NOTHING LIKE THE REAL THING: A TRAVELER VISITS KUGHI
Betty Apigian-Kessel
http://www.armenianweekly.com/2012/06/13/nothing-like-the-real-thing-a-traveler-visits-kughi/
June 13, 2012
I'm sitting in front of the computer; one drawer of the desk also
harbors my make-up. I begin to paint my face, mirror in hand,
thinking to myself as I spy a reappearing patch of gray in my hair,
"What startling physical changes will the next decade bring?"
I was in this casual mode of needless worry when I spied a new
e-mail labeled "Kughi." I was not prepared for the news and photos
that unfolded before my unbelieving eyes. It was like a direct
communication from old Armenia that jolted me with such euphoric
emotion that it had to be read several times to sink in.
It gave me chills to think that your grandparents might have been
baptized in that church, that they may have run and played in these
fields." (Photo by Khatchig Mouradian) It was from the Armenian Weekly
editor, Khatchig Mouradian. I furrowed my brow in curiosity as I read
the message that told me what he had been up to in his travels.
I was shaken to the bone. After being my editor for many years, he knew
me better than I realized. My reputation had preceded me in a nice way.

→ **The task**:
Answer these from the Kughi article:
(a) Where is the make-up kept?
(b) What label did the new e-mail carry?
(c) Who sent that e-mail?

→ **Records provided**:
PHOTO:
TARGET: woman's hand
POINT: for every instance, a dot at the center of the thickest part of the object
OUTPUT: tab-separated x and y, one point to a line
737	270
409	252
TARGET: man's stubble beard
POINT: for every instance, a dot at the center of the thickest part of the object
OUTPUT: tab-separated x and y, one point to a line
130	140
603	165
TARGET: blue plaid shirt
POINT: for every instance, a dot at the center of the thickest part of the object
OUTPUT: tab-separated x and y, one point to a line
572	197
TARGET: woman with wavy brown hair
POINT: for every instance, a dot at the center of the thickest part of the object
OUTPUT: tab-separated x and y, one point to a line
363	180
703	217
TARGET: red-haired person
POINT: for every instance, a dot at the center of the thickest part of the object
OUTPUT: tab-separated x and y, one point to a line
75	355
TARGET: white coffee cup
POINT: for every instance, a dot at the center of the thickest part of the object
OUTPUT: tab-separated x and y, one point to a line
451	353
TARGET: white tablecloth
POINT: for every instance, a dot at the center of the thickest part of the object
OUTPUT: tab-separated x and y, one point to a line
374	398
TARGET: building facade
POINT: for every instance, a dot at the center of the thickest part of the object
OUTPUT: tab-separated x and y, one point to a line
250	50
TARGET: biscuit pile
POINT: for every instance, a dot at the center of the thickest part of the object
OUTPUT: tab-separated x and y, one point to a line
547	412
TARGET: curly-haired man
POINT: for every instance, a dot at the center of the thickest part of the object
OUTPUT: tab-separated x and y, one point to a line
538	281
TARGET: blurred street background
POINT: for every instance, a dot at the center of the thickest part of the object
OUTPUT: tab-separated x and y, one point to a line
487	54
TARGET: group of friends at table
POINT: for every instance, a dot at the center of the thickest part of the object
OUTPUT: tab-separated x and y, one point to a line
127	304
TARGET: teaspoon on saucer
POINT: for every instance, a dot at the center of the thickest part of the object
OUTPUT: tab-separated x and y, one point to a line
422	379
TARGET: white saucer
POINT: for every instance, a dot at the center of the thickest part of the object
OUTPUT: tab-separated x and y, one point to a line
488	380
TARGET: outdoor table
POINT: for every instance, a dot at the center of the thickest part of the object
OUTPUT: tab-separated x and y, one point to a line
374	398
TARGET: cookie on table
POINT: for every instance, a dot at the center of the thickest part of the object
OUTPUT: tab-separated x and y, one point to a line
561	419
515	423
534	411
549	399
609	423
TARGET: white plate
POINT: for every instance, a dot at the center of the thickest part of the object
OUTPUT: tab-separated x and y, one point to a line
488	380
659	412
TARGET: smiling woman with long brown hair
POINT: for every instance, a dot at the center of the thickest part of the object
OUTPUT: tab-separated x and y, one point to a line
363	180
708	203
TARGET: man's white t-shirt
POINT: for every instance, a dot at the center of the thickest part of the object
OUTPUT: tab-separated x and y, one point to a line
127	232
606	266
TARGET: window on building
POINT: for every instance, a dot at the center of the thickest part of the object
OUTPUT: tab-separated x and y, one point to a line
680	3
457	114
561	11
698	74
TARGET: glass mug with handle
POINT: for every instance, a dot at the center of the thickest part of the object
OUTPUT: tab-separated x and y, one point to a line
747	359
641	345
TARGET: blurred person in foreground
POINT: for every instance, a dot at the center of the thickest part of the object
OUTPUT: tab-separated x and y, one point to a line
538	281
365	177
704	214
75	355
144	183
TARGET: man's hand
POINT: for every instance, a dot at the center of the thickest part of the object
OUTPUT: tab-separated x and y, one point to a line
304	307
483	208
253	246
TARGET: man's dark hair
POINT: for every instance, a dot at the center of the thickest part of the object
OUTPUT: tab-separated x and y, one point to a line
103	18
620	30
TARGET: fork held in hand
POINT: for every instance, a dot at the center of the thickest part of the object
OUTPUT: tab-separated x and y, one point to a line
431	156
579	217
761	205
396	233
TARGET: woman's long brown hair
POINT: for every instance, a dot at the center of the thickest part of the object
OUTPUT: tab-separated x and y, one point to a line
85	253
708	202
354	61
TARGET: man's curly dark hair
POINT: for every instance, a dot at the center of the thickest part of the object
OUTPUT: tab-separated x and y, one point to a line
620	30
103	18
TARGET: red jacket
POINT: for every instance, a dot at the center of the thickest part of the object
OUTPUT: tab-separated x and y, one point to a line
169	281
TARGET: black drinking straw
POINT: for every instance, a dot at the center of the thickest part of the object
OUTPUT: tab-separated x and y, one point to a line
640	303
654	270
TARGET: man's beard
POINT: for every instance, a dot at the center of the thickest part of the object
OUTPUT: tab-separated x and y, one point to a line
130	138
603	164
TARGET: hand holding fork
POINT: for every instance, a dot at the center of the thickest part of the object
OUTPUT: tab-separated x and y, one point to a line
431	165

→ **Complete response**:
(a) In one drawer of the desk.
(b) "Kughi."
(c) Khatchig Mouradian, the Armenian Weekly editor.